> [Documentpassage]:
Brief regering : Stand van zaken over de uitwerking van de motie van het lid Koerhuis over toepassing van de menselijke maat door corporaties (Kamerstuk 35570-VII-42)
27 926 Huurbeleid
Nr. 341 BRIEF VAN DE MINISTER VAN BINNENLANDSE ZAKEN EN KONINKRIJKSRELATIES
Aan de Voorzitter van de Tweede Kamer der Staten-Generaal
Den Haag, 6 juli 2021
Wanneer een kind zijn ouders verliest, is dat uiterst verdrietig. Kinderen lopen op
zo’n moment tegen allerlei ingewikkeldheden aan, zoals rond financiën, studie en huisvesting.
Specifiek wanneer het gaat om huisvesting, hebben diverse mediaberichten de afgelopen
tijd de aandacht getrokken. Deze berichten gingen over situaties waarin jongvolwassenen
hun ouderlijke sociale huurwoning moesten verlaten na het overlijden van hun ouder(s).
Uw Kamer heeft mij via de motie van het lid Koerhuis (Kamerstuk 35 570 VII, nr. 42) verzocht deze problematiek in kaart te brengen en met oplossingen te komen. De afgelopen
maanden heb ik met professionals en experts gesproken om uitvoering te geven aan deze
motie en tot een gedegen oplossing te komen. In deze brief breng ik uw Kamer op de
hoogte van de aanpak die ik wil volgen om meerderjarige weeskinderen betere ondersteuning
te bieden.

> [Getoonde gegevens]:
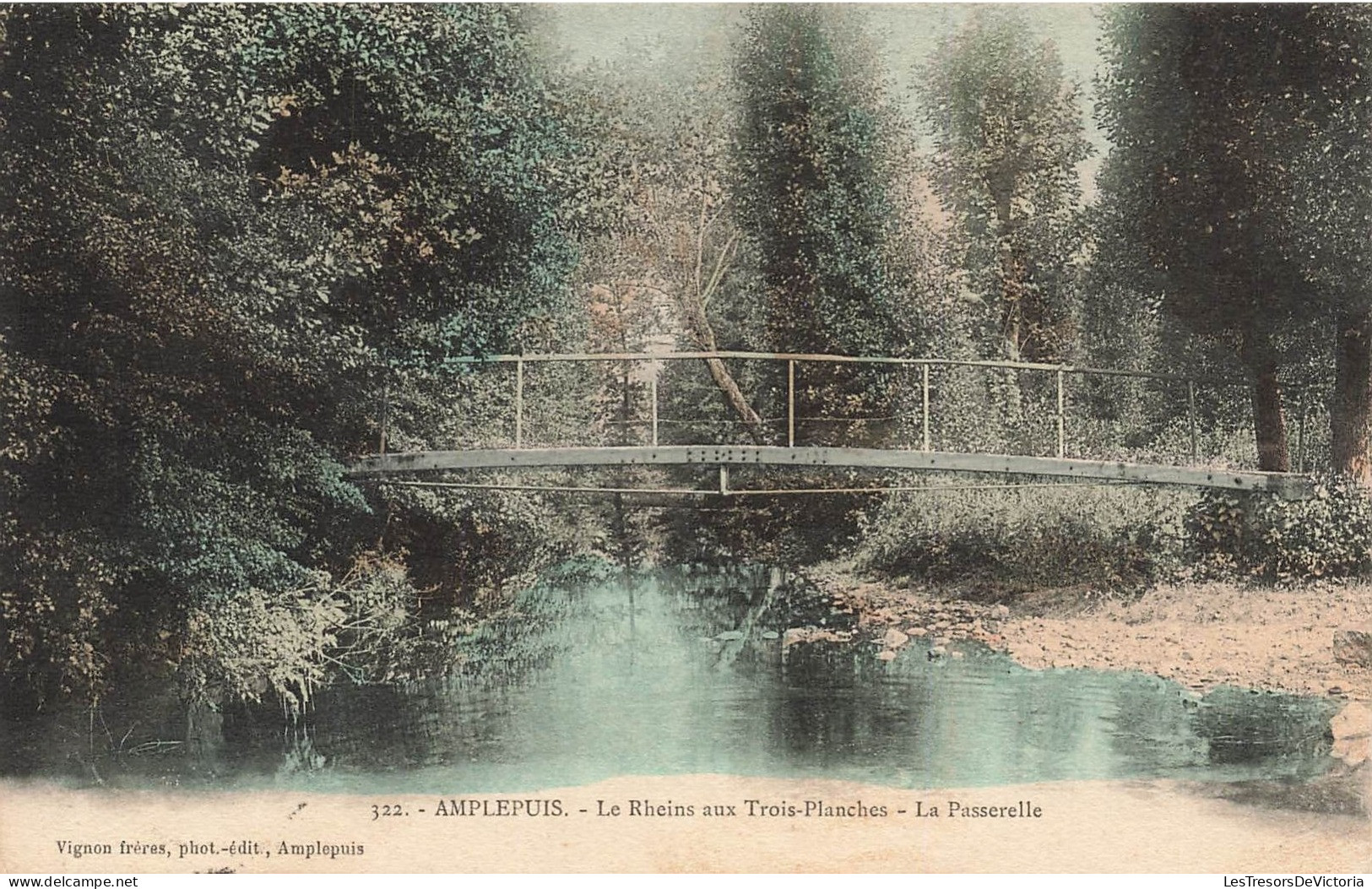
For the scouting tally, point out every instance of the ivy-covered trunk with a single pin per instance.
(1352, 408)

* * *

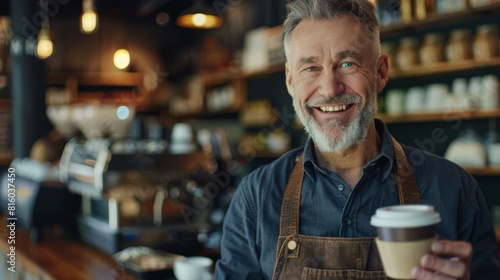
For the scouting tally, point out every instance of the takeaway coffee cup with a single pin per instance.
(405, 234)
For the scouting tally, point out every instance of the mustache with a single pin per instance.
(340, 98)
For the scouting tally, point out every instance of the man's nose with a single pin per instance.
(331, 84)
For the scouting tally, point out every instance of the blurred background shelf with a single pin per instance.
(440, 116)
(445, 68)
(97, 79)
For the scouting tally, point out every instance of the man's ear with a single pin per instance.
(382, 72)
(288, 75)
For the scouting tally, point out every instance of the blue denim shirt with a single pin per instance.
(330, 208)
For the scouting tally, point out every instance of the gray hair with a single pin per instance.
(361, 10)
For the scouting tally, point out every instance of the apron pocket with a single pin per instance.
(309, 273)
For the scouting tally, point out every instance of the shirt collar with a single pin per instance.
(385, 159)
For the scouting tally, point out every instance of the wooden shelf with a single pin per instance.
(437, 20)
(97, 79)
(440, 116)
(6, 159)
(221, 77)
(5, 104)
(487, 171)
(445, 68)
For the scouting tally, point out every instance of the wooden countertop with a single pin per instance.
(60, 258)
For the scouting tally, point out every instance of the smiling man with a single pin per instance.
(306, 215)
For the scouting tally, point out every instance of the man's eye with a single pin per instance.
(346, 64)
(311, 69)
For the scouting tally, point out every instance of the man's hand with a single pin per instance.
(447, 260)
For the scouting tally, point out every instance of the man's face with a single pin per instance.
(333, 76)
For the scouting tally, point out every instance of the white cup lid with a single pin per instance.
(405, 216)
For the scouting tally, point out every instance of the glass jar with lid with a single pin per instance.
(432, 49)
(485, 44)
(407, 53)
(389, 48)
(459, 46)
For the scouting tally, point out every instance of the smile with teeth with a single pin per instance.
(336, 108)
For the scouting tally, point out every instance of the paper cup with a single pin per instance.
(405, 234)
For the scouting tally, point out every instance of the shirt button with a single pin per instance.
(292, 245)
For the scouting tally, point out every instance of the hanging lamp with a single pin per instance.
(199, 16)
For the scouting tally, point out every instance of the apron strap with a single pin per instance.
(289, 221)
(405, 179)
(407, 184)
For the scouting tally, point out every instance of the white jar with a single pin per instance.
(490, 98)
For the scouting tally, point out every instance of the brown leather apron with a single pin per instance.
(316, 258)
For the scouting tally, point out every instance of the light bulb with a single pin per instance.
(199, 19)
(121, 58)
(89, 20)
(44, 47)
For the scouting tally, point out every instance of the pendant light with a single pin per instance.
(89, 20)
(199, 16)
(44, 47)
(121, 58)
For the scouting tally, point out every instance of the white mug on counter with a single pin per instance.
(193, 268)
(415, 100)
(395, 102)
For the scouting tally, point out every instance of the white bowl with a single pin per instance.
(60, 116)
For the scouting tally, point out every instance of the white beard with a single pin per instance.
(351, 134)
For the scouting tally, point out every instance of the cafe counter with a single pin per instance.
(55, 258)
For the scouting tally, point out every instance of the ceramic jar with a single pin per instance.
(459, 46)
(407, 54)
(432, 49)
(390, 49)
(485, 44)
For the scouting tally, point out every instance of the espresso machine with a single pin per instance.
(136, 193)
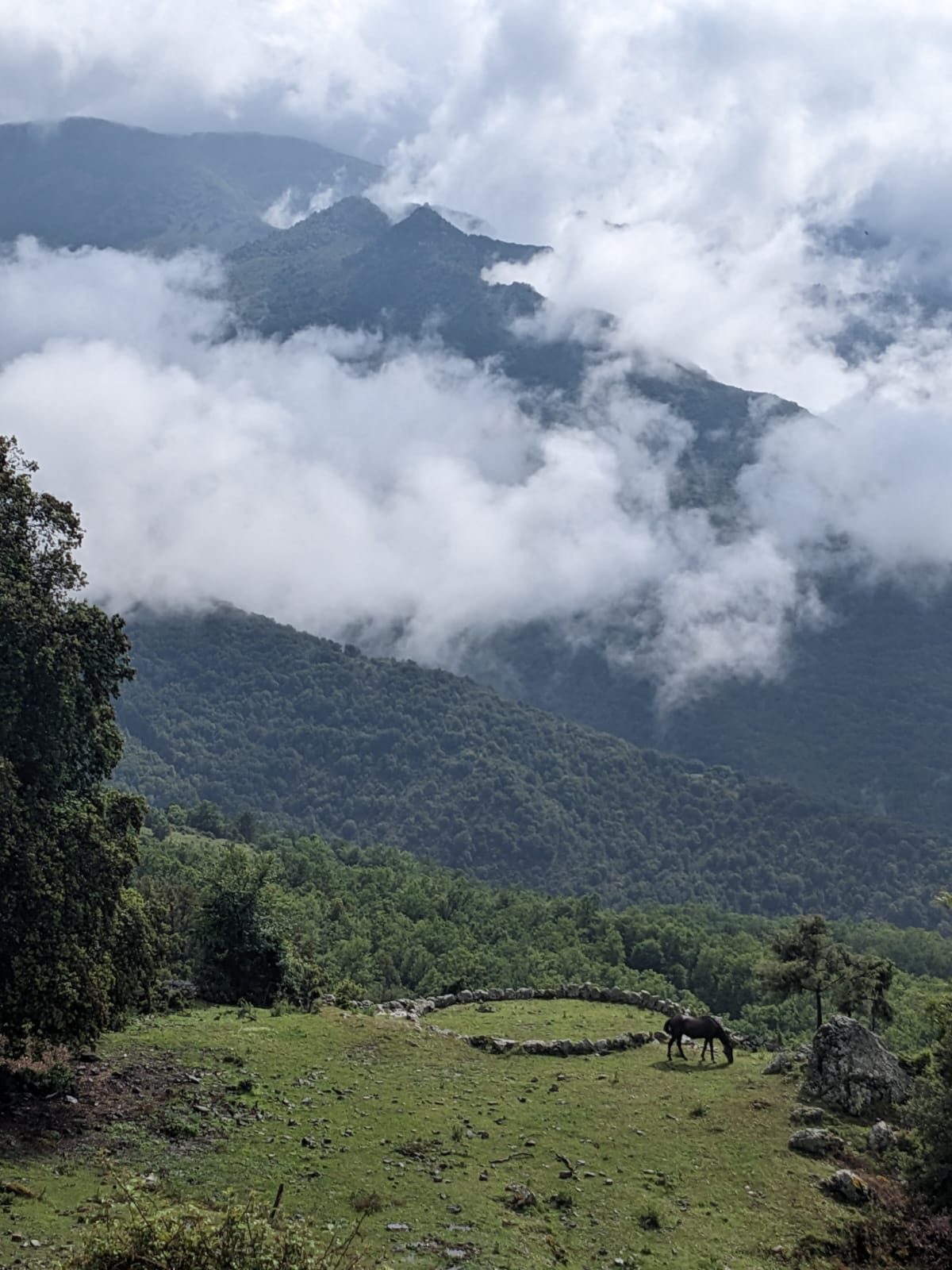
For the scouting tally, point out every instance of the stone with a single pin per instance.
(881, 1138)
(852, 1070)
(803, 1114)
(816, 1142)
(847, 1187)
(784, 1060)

--

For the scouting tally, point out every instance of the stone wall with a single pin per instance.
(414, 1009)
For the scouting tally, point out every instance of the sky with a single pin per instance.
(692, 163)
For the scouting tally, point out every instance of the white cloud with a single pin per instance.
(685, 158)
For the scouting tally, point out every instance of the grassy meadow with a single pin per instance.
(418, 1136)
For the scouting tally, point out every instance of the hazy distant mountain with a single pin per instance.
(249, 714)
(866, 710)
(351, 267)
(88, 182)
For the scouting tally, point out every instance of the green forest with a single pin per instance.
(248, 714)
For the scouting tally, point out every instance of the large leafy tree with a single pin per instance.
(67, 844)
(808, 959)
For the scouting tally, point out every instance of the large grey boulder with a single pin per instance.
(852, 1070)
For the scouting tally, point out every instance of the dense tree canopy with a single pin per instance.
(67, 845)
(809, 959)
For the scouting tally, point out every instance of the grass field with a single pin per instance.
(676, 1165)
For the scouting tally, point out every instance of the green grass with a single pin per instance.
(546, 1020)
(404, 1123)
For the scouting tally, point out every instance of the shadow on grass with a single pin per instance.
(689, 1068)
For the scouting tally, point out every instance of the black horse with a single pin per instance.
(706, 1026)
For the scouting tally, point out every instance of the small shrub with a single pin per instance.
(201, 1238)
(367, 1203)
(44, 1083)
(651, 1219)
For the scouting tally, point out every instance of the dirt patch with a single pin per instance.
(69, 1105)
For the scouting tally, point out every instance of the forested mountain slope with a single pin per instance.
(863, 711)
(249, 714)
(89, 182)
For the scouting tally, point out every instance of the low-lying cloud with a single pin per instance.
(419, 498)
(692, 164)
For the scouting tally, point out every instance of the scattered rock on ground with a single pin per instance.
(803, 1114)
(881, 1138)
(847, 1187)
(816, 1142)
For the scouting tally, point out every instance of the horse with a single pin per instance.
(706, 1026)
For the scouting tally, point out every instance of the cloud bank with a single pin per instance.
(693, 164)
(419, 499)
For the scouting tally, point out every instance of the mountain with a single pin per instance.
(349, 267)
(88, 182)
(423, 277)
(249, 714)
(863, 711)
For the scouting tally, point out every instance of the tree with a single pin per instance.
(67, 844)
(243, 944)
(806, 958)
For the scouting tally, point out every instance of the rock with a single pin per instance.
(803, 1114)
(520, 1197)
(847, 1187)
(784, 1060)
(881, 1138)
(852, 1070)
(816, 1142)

> [Gestelde opdracht 1]: Wat heeft de Kamer de minister via de motie van het lid Koerhuis verzocht, volgens de kamerbrief over meerderjarige weeskinderen?
> [Gestelde opdracht 2]: Schrijf de kamerbrief over meerderjarige weeskinderen verder, te beginnen na de laatste zin.

> [Resultaat 1]: De problematiek in kaart te brengen en met oplossingen te komen.

> [Resultaat 2]:
De aanpak die ik wil volgen bestaat eruit dat ik met verhuurders en experts een gedragscode
wil uitwerken om te zorgen dat meerderjarige weeskinderen een passende oplossing geboden
kan worden en het voor verhuurders duidelijk is wat zij hierin kunnen en moeten. Daarnaast
wil ik de ruimte voor woningcorporaties verruimen om meerderjarige weeskinderen meer
tijd te gunnen voor keuzes over hun vervolgstappen. Dat wil ik doen door corporatie
de mogelijkheid te bieden om meerderjarige weeskinderen tijdelijke huurcontracten
toe te kennen als dat bijdraagt aan het vinden van een passende oplossing. Daarnaast
wil ik de komende periode bezien of er andere wettelijke mogelijkheden zijn om de
positie van meerderjarige weeskinderen te verbeteren zodat zij meer rust ervaren voor
rouwverwerking en om beslissingen voor de toekomst te nemen.
Aard en omvang van problematiek
De problematiek met meerderjarige weeskinderen heeft vooral te maken met de huurregelgeving.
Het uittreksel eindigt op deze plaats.